▸ **Exercise**: Convert all of the material below into a Markdown table with two columns, Row and Line: number each row and put one line in each, skipping blank lines. Leave the pictures out of the table.

'''

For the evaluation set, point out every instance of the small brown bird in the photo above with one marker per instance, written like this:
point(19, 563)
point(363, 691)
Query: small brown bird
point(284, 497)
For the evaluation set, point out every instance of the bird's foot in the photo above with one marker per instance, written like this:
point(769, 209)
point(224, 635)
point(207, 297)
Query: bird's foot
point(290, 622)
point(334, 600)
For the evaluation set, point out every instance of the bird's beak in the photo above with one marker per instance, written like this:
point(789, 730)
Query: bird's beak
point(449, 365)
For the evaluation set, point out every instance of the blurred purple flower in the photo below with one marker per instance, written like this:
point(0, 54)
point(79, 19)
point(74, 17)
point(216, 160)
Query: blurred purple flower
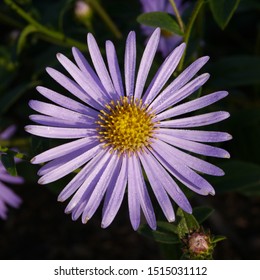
point(168, 40)
point(7, 196)
point(122, 129)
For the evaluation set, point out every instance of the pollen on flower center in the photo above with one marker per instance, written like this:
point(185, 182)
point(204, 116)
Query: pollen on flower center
point(126, 125)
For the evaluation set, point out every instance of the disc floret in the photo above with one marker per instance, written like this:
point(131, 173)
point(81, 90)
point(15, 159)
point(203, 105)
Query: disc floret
point(126, 125)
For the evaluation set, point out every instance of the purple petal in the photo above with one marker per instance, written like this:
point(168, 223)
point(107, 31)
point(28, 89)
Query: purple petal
point(154, 178)
point(163, 74)
point(184, 92)
point(73, 87)
point(200, 120)
point(8, 132)
point(108, 177)
point(60, 132)
point(70, 163)
point(192, 105)
point(114, 196)
point(146, 62)
point(89, 73)
point(59, 112)
point(143, 195)
point(184, 174)
point(82, 80)
point(62, 150)
point(67, 102)
point(196, 135)
point(50, 121)
point(181, 80)
point(195, 163)
point(130, 61)
point(114, 68)
point(133, 198)
point(7, 178)
point(81, 197)
point(168, 183)
point(82, 176)
point(194, 147)
point(99, 65)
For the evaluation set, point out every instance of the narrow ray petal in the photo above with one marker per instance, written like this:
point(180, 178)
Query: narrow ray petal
point(114, 69)
point(69, 166)
point(182, 93)
point(194, 162)
point(66, 102)
point(81, 79)
point(73, 87)
point(192, 105)
point(112, 170)
point(144, 197)
point(114, 196)
point(195, 147)
point(183, 173)
point(163, 74)
point(133, 198)
point(82, 176)
point(62, 150)
point(130, 62)
point(158, 189)
point(60, 132)
point(168, 183)
point(146, 62)
point(200, 120)
point(99, 65)
point(181, 80)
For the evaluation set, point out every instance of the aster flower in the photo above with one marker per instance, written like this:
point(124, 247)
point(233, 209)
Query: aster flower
point(121, 130)
point(168, 40)
point(7, 196)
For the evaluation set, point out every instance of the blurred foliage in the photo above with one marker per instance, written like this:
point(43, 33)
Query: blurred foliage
point(32, 32)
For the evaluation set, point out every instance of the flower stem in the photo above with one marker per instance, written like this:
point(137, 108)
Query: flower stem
point(105, 17)
point(190, 24)
point(57, 36)
point(177, 14)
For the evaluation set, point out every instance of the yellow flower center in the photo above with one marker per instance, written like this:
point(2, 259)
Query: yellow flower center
point(126, 126)
point(166, 33)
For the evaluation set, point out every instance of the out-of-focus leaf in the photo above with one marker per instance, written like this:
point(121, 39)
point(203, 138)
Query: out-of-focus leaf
point(11, 96)
point(23, 36)
point(233, 71)
point(186, 223)
point(218, 238)
point(165, 233)
point(239, 176)
point(202, 213)
point(160, 19)
point(9, 164)
point(223, 10)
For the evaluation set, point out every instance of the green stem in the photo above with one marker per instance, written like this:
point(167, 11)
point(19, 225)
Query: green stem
point(190, 24)
point(14, 153)
point(57, 36)
point(177, 14)
point(105, 17)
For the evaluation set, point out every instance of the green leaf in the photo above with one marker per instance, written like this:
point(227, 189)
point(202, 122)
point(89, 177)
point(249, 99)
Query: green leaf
point(11, 96)
point(186, 223)
point(165, 233)
point(23, 36)
point(233, 71)
point(239, 175)
point(217, 238)
point(163, 20)
point(9, 164)
point(223, 10)
point(202, 213)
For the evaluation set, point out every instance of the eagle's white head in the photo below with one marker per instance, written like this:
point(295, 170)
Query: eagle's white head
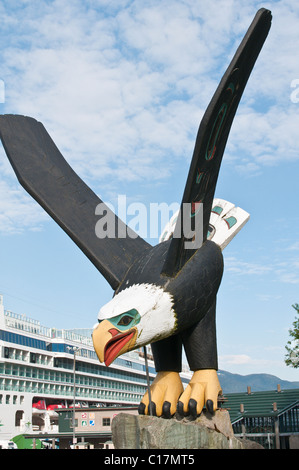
point(136, 316)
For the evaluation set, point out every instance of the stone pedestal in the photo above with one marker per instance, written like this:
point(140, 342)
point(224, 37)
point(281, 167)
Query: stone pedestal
point(150, 432)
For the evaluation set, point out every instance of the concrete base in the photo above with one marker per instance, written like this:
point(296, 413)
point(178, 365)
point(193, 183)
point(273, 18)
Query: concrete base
point(150, 432)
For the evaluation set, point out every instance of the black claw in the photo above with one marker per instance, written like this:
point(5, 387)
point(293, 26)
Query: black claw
point(166, 410)
point(192, 408)
point(210, 406)
point(141, 408)
point(180, 409)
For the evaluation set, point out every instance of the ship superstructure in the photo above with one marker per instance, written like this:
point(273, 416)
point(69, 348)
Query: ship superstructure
point(37, 375)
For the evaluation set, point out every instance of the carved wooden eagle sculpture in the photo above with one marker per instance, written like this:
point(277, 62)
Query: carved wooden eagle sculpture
point(164, 295)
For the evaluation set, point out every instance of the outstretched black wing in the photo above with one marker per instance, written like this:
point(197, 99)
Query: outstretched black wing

'''

▸ **Correct output**:
| Row | Line |
|---|---|
| 1 | For the evaluation set, point out every instance of the small brown bird in the photo above with one marker per instance, written like this: |
| 2 | point(19, 563) |
| 3 | point(363, 691) |
| 4 | Query: small brown bird |
| 5 | point(284, 497) |
| 6 | For the evaluation set, point out every instance of the bird's foot in the photo above with one marker per instance, written like this: |
| 7 | point(769, 209) |
| 8 | point(224, 635) |
| 9 | point(207, 297) |
| 10 | Query: bird's foot |
| 11 | point(290, 622) |
| 12 | point(334, 600) |
| 13 | For the evaluation set, point out every instance of the bird's beak in the photo above with one marker per instance, written like this: |
| 14 | point(789, 730) |
| 15 | Query: bird's beak |
| 16 | point(449, 365) |
| 17 | For the evaluation set, point out every instance of the blurred purple flower in the photo below with one marker per instance, written like this: |
| 18 | point(0, 54) |
| 19 | point(79, 19) |
| 20 | point(74, 17) |
| 21 | point(216, 160) |
| 22 | Query: blurred purple flower |
| 23 | point(168, 40) |
| 24 | point(7, 196) |
| 25 | point(122, 129) |
| 26 | For the evaluation set, point out every instance of the pollen on flower center in the photo above with one marker per instance, written like this: |
| 27 | point(185, 182) |
| 28 | point(204, 116) |
| 29 | Query: pollen on flower center |
| 30 | point(126, 125) |
| 31 | For the evaluation set, point out every instance of the disc floret in the photo above with one marker per instance, written like this: |
| 32 | point(131, 173) |
| 33 | point(81, 90) |
| 34 | point(15, 159) |
| 35 | point(203, 105) |
| 36 | Query: disc floret |
| 37 | point(126, 125) |
| 38 | For the evaluation set, point out every instance of the purple petal in the photo above with one marker per instance, written like this: |
| 39 | point(168, 223) |
| 40 | point(107, 31) |
| 41 | point(28, 89) |
| 42 | Query: purple petal |
| 43 | point(154, 178) |
| 44 | point(163, 74) |
| 45 | point(184, 92) |
| 46 | point(73, 87) |
| 47 | point(200, 120) |
| 48 | point(8, 132) |
| 49 | point(108, 177) |
| 50 | point(60, 132) |
| 51 | point(70, 163) |
| 52 | point(192, 105) |
| 53 | point(114, 196) |
| 54 | point(146, 62) |
| 55 | point(89, 73) |
| 56 | point(59, 112) |
| 57 | point(143, 195) |
| 58 | point(184, 174) |
| 59 | point(82, 80) |
| 60 | point(62, 150) |
| 61 | point(67, 102) |
| 62 | point(196, 135) |
| 63 | point(50, 121) |
| 64 | point(181, 80) |
| 65 | point(195, 163) |
| 66 | point(130, 61) |
| 67 | point(114, 68) |
| 68 | point(133, 198) |
| 69 | point(7, 178) |
| 70 | point(81, 197) |
| 71 | point(168, 183) |
| 72 | point(82, 176) |
| 73 | point(194, 147) |
| 74 | point(99, 65) |
| 75 | For the evaluation set, point out every instance of the narrow ray petal in the photo above with one marker per instance, written like this: |
| 76 | point(180, 178) |
| 77 | Query: narrow ray petal |
| 78 | point(114, 69) |
| 79 | point(69, 166) |
| 80 | point(182, 93) |
| 81 | point(194, 162) |
| 82 | point(66, 102) |
| 83 | point(81, 79) |
| 84 | point(73, 87) |
| 85 | point(192, 105) |
| 86 | point(112, 170) |
| 87 | point(144, 197) |
| 88 | point(114, 196) |
| 89 | point(195, 147) |
| 90 | point(183, 173) |
| 91 | point(163, 74) |
| 92 | point(133, 198) |
| 93 | point(82, 176) |
| 94 | point(62, 150) |
| 95 | point(130, 62) |
| 96 | point(158, 189) |
| 97 | point(60, 132) |
| 98 | point(168, 183) |
| 99 | point(146, 62) |
| 100 | point(200, 120) |
| 101 | point(99, 65) |
| 102 | point(181, 80) |
| 103 | For the evaluation set, point out every instance of the aster flower in the photo above with one marker per instance, written like this: |
| 104 | point(124, 247) |
| 105 | point(233, 209) |
| 106 | Query: aster flower |
| 107 | point(121, 130) |
| 108 | point(168, 40) |
| 109 | point(7, 196) |
| 110 | For the evaluation set, point out every instance of the blurred foliage in the photo above with one marker per instance, written like this: |
| 111 | point(43, 33) |
| 112 | Query: blurred foliage |
| 113 | point(32, 32) |
| 114 | For the evaluation set, point out every instance of the flower stem in the photo above with one marker per instance, written like this: |
| 115 | point(137, 108) |
| 116 | Query: flower stem |
| 117 | point(105, 17) |
| 118 | point(190, 24) |
| 119 | point(57, 36) |
| 120 | point(177, 14) |
| 121 | For the evaluation set, point out every instance of the yellow flower center in the photo above with one marker per instance, written like this: |
| 122 | point(2, 259) |
| 123 | Query: yellow flower center |
| 124 | point(126, 126) |
| 125 | point(166, 33) |
| 126 | For the evaluation set, point out every instance of the out-of-focus leaf in the photo above with one marker per instance, written like this: |
| 127 | point(121, 39) |
| 128 | point(203, 138) |
| 129 | Query: out-of-focus leaf |
| 130 | point(11, 96) |
| 131 | point(23, 36) |
| 132 | point(233, 71) |
| 133 | point(186, 223) |
| 134 | point(218, 238) |
| 135 | point(165, 233) |
| 136 | point(239, 176) |
| 137 | point(202, 213) |
| 138 | point(160, 19) |
| 139 | point(9, 164) |
| 140 | point(223, 10) |
| 141 | For the evaluation set, point out every instance of the green stem in the photo above with one marker per instance, written like this: |
| 142 | point(167, 11) |
| 143 | point(19, 225) |
| 144 | Query: green stem |
| 145 | point(190, 24) |
| 146 | point(14, 153) |
| 147 | point(57, 36) |
| 148 | point(177, 14) |
| 149 | point(105, 17) |
| 150 | For the evaluation set, point out every instance of the green leaf in the photo above with one marker per instance, written like this: |
| 151 | point(227, 189) |
| 152 | point(202, 122) |
| 153 | point(89, 177) |
| 154 | point(249, 99) |
| 155 | Query: green leaf |
| 156 | point(11, 96) |
| 157 | point(186, 223) |
| 158 | point(165, 233) |
| 159 | point(23, 36) |
| 160 | point(233, 71) |
| 161 | point(239, 175) |
| 162 | point(217, 238) |
| 163 | point(163, 20) |
| 164 | point(9, 164) |
| 165 | point(223, 10) |
| 166 | point(202, 213) |
| 167 | For the evaluation set, point out every instance of the eagle's white head in the photo below with one marker per instance, written like this: |
| 168 | point(295, 170) |
| 169 | Query: eagle's white head |
| 170 | point(136, 316) |
| 171 | For the evaluation set, point out every instance of the stone pedestal in the photo above with one marker per instance, written like this: |
| 172 | point(140, 342) |
| 173 | point(224, 37) |
| 174 | point(281, 167) |
| 175 | Query: stone pedestal |
| 176 | point(150, 432) |
| 177 | For the evaluation set, point out every instance of the concrete base in the photo above with one marker per instance, written like this: |
| 178 | point(296, 413) |
| 179 | point(178, 365) |
| 180 | point(193, 183) |
| 181 | point(273, 18) |
| 182 | Query: concrete base |
| 183 | point(150, 432) |
| 184 | For the evaluation set, point out every instance of the black claw in the photo above with one marker per instance, written like this: |
| 185 | point(5, 387) |
| 186 | point(293, 26) |
| 187 | Query: black claw |
| 188 | point(166, 410) |
| 189 | point(192, 408) |
| 190 | point(210, 406) |
| 191 | point(141, 408) |
| 192 | point(180, 409) |
| 193 | For the evaluation set, point out every instance of the ship superstructure in the photo above with one marker per instance, written like this: |
| 194 | point(273, 416) |
| 195 | point(69, 348) |
| 196 | Query: ship superstructure |
| 197 | point(37, 375) |
| 198 | For the evaluation set, point out every instance of the carved wooden eagle sculpture in the photo above with one marker per instance, written like this: |
| 199 | point(277, 62) |
| 200 | Query: carved wooden eagle sculpture |
| 201 | point(164, 295) |
| 202 | For the evaluation set, point out every instance of the outstretched black wing in the photo above with one marker per instance, written like this: |
| 203 | point(197, 99) |
| 204 | Query: outstretched black wing |